Three Hard Leadership Lessons I’ve Learned That Have Nothing to Do with Covid

Wendy Winn, PT, OCS, Director of Custom Performance

“I made it! We did it!”

This was my story from 2020-2022. My entire identity was: “what I learned as a small business owner during Covid,” “NYC Entrepreneurship through Covid,” “I survived no rent relief in NYC,” and “I led my team through!”

All true. I did a great job and made hard choices. I grieved the dream of what Custom Performance could be (Boston! Bonuses for all!) I worked through it. And that was my story…until 2023.

Drastically decreasing insurance payments over the years since 2020, impacting our ability to make ends meet, have been the real challenge.

We make less than half per client in 2023 than we did in 2019. Covid was hard, yes, but having my business plan tank as a result of decreasing insurance reimbursement was harder. It was an invisible crisis; and one that I took on as my sole responsibility.

····················

**Tasks for this exercise:**
(A) In the passage on leadership lessons, how does the business's income per client in 2023 compare with 2019?
(B) List every quoted phrase that the passage on leadership lessons gives as the writer's entire identity from 2020 to 2022.

**Information supplied:**
····················

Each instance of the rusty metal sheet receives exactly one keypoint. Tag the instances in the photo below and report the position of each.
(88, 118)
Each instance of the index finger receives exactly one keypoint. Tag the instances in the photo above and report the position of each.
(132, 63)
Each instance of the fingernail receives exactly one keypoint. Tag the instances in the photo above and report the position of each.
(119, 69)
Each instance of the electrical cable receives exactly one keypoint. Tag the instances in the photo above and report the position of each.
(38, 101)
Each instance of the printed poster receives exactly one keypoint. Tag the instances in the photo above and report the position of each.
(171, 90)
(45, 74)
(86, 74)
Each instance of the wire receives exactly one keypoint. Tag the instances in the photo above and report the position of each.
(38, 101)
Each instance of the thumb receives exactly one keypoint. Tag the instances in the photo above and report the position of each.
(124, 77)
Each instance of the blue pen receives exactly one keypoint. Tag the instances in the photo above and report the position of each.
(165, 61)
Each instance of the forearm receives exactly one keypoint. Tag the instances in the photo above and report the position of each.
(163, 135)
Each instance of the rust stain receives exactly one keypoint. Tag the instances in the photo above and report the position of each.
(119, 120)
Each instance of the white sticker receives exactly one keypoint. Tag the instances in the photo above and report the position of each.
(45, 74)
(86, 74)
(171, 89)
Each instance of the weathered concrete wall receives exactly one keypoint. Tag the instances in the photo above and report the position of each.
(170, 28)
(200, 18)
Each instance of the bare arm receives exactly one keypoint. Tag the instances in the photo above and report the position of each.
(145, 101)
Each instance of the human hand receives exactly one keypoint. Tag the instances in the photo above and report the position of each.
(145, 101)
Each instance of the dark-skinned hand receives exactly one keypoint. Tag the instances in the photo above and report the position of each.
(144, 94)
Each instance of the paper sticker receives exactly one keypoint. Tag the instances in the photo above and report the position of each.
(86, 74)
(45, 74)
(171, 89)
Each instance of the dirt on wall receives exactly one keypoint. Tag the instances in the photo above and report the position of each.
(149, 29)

····················

**Response list:**
(A) It is less than half of what it was in 2019.

(B)
"what I learned as a small business owner during Covid"
"NYC Entrepreneurship through Covid"
"I survived no rent relief in NYC"
"I led my team through!"